* THE PROBLEM *
Rewrite each of the items that follow with "photograph" changed to "image" wherever it occurs, keeping every other word, number, and line break the same. Omit the pictures from your output.

* EXERCISE INPUT *
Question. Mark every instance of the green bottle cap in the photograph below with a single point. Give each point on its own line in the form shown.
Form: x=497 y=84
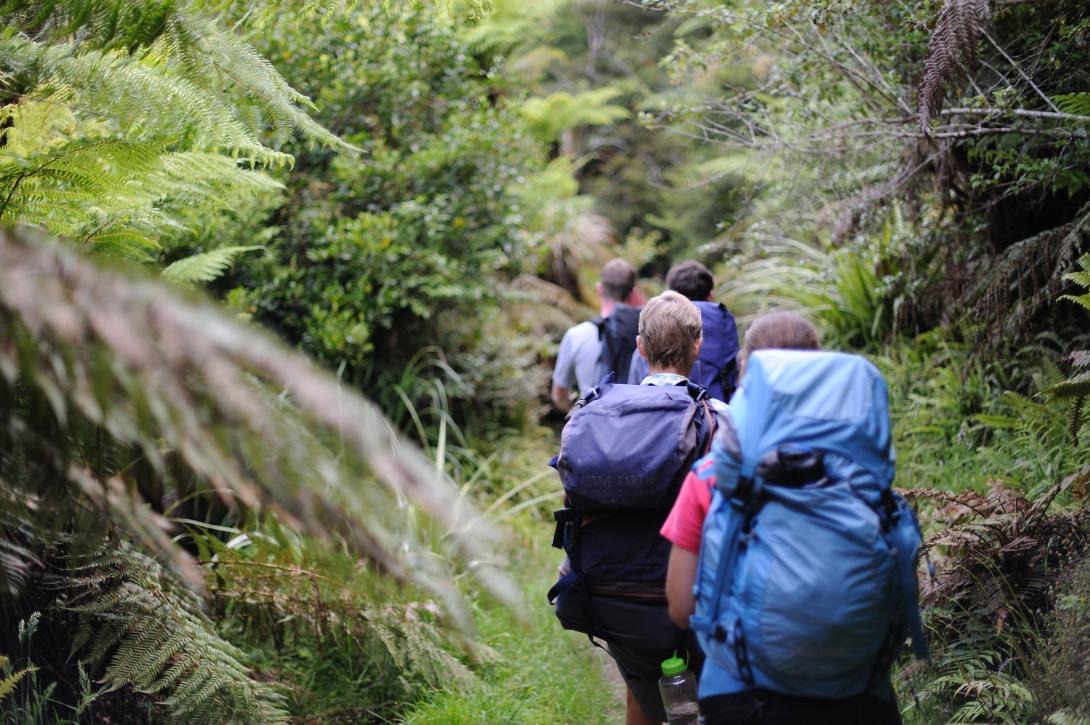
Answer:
x=674 y=666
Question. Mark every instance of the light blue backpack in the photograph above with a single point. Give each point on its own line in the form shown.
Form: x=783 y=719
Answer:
x=807 y=578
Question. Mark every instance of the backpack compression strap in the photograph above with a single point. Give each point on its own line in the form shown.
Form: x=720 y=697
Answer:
x=904 y=538
x=746 y=503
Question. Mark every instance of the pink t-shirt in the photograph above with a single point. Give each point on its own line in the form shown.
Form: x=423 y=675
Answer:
x=686 y=522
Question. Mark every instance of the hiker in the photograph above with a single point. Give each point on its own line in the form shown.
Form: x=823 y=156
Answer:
x=716 y=366
x=594 y=348
x=801 y=582
x=624 y=454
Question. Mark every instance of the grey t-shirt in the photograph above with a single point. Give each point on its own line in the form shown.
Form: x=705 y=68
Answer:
x=577 y=364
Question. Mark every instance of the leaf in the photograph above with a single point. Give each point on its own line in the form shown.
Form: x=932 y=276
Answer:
x=206 y=266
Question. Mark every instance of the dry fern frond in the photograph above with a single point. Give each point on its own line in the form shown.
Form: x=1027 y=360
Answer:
x=952 y=52
x=154 y=369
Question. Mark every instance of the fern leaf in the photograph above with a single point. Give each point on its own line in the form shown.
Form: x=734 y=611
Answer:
x=1077 y=104
x=1073 y=387
x=204 y=267
x=9 y=683
x=952 y=52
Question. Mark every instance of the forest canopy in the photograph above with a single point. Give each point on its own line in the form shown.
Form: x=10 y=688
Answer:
x=281 y=286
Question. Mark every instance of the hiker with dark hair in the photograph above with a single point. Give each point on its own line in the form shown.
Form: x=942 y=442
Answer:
x=785 y=330
x=692 y=279
x=792 y=558
x=594 y=348
x=624 y=454
x=715 y=367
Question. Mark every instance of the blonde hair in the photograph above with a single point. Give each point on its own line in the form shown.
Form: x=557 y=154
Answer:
x=786 y=330
x=669 y=325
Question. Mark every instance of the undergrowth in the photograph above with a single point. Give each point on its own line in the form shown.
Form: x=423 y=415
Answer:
x=539 y=673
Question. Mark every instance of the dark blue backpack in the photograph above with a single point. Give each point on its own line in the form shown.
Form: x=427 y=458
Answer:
x=624 y=454
x=617 y=335
x=716 y=369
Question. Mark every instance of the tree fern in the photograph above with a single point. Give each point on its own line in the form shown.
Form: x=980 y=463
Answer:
x=158 y=642
x=150 y=369
x=951 y=52
x=110 y=95
x=204 y=267
x=1077 y=104
x=8 y=683
x=550 y=116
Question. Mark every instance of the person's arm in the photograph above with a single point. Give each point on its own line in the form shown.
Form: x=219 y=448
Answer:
x=680 y=577
x=561 y=398
x=564 y=373
x=683 y=528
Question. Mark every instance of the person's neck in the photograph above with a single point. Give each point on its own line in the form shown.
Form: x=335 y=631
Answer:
x=607 y=306
x=667 y=371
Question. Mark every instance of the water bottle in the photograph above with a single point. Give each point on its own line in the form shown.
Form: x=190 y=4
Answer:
x=678 y=688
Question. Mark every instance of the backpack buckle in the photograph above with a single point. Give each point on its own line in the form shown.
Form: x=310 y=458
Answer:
x=747 y=491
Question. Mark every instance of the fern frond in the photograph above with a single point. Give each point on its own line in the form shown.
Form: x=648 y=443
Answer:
x=952 y=52
x=161 y=627
x=1077 y=104
x=152 y=367
x=204 y=267
x=8 y=684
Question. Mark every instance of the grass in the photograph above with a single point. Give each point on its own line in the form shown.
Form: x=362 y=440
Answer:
x=540 y=673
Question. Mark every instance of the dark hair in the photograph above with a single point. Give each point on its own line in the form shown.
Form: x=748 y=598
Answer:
x=691 y=279
x=780 y=329
x=618 y=279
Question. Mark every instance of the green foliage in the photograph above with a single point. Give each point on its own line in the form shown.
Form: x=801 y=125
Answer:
x=113 y=140
x=150 y=635
x=378 y=254
x=122 y=400
x=336 y=632
x=11 y=678
x=204 y=267
x=553 y=116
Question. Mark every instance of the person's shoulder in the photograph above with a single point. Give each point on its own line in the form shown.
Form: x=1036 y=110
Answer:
x=718 y=406
x=581 y=331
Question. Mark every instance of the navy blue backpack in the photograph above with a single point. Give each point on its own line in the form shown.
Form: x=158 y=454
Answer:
x=617 y=336
x=807 y=577
x=716 y=369
x=624 y=454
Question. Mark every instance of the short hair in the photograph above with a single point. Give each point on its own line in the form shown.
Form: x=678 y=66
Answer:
x=692 y=279
x=669 y=324
x=785 y=330
x=618 y=279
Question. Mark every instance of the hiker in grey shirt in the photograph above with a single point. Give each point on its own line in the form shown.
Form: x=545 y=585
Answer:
x=577 y=364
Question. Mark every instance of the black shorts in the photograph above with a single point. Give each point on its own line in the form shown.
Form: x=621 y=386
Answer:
x=764 y=708
x=641 y=669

* SOLUTION FOR THIS EXERCISE *
Question. Mark every instance of the green bottle cap in the image below with a single point. Give each point on its own line in the form shown.
Form: x=497 y=84
Answer:
x=674 y=666
Question. Mark every instance of the light blue backpack in the image above with a single point. Give each point on its own line in the form shown.
Form: x=783 y=719
Answer:
x=807 y=578
Question. Mark every instance of the backpack compression strap in the image above with a single point. Give each point on its own line in the form shown.
Form: x=720 y=697
Answer:
x=904 y=538
x=746 y=503
Question. Mark every instance of the pink t-shirt in the image above with a single point. Give each point on its own line in the form shown.
Form: x=423 y=675
Answer:
x=686 y=522
Question. Mark every instance of the hiker in the image above with a single point. Give each point on its own line in the form shown.
Form: x=823 y=156
Answer:
x=716 y=366
x=594 y=348
x=801 y=582
x=624 y=454
Question. Mark every instance of the grey t-shirt in the image above with a single point. Give each point on its own line in the form shown.
Form: x=705 y=68
Answer:
x=577 y=364
Question. Mark every instance of the leaf in the image above with a single point. Give each point on its own line in the form shown.
Form: x=932 y=276
Answer:
x=206 y=266
Question. Mark every instance of the dry fern frond in the image above with a single point. Give each point on its own line in the form shown.
Form: x=1027 y=360
Answer:
x=952 y=52
x=154 y=369
Question. Mark every instance of the fern leaf in the image above with a single point. Give each point on its own line in the form shown.
Form: x=734 y=611
Answer:
x=1077 y=104
x=1073 y=387
x=204 y=267
x=9 y=683
x=952 y=52
Question. Mark every instance of the forest canopy in the image above with a single point. Give each point on its own line in the form shown.
Form: x=10 y=688
Answer:
x=281 y=286
Question. Mark every instance of the hiker with dark hair in the image above with a single point. Give each point on its own line in the form shown.
Form: x=942 y=442
Answer:
x=785 y=330
x=692 y=279
x=792 y=558
x=594 y=348
x=624 y=454
x=715 y=367
Question. Mark every instance of the blonde hair in the image above with a single point. Give each point on its own line in the form shown.
Form: x=557 y=154
Answer:
x=786 y=330
x=669 y=325
Question. Mark every instance of the undergrowth in the image above with a single point. Give each point on its own line in the form shown.
Form: x=423 y=415
Answer:
x=539 y=673
Question. Mark every instance of the dark blue backpack in the image above with a single point. Give each point on its own line in the form shown.
Form: x=427 y=458
Answer:
x=624 y=454
x=617 y=335
x=716 y=369
Question. Mark every instance of the tree fern in the image above with a single point. Give each point on its own line in the form shown.
Form: x=980 y=463
Answer:
x=158 y=642
x=150 y=369
x=951 y=52
x=110 y=95
x=204 y=267
x=1077 y=104
x=8 y=683
x=550 y=116
Question. Mark every instance of the person's arm in the image above with a single point. Give each point on its own line in the form shown.
Form: x=219 y=448
Answer:
x=680 y=577
x=561 y=398
x=564 y=373
x=683 y=528
Question. Mark every instance of the person's neck in the image above with a single point. Give each point on its own line in the form shown.
Form: x=335 y=631
Answer:
x=607 y=306
x=667 y=371
Question. Mark every instance of the water bottle in the image above with a single point. Give each point on its own line in the form shown.
Form: x=190 y=4
Answer:
x=678 y=688
Question. Mark every instance of the backpack buckle in the image above with a single point. Give each point on its own line in the form shown.
Form: x=310 y=458
Answer:
x=747 y=491
Question. Mark every instance of the fern frond in the image above with a single point. Give each point on its own line in the form shown.
Form: x=648 y=443
Answer:
x=952 y=52
x=161 y=627
x=1077 y=104
x=152 y=367
x=204 y=267
x=8 y=684
Question. Mark every instance of the grass in the image above with a single point. Give each point on its own line in the form shown.
Form: x=362 y=440
Answer:
x=540 y=673
Question. Mark every instance of the dark hair in the image above with a single point. Give each point on its own line in the form shown.
Form: x=748 y=598
Answer:
x=691 y=279
x=780 y=329
x=618 y=279
Question. Mark every instance of the green foliage in the image above with a single point. Give each point on its own line in the form shown.
Form: x=801 y=125
Answer:
x=113 y=140
x=150 y=635
x=378 y=254
x=122 y=400
x=336 y=632
x=11 y=678
x=204 y=267
x=553 y=116
Question. Mark every instance of the person's shoulder in the image above with a single point. Give each point on its own line in the form shown.
Form: x=1036 y=110
Answer:
x=718 y=406
x=581 y=331
Question. Mark every instance of the navy blue backpack in the image above with a single point. Give each point on its own line in the form shown.
Form: x=158 y=454
Answer:
x=617 y=336
x=807 y=577
x=716 y=369
x=624 y=454
Question. Mark every instance of the short hair in the image above with a single point. Give each point on its own line in the form shown.
Form: x=678 y=66
Answer:
x=692 y=279
x=669 y=324
x=785 y=330
x=618 y=279
Question. Mark every instance of the hiker in grey shirt in the image above with a single point. Give each point on its own line in the form shown.
Form: x=545 y=585
Answer:
x=577 y=364
Question. Mark every instance of the black shorts in the image above with a single point. Give each point on its own line in the form shown.
Form: x=621 y=386
Answer:
x=764 y=708
x=641 y=669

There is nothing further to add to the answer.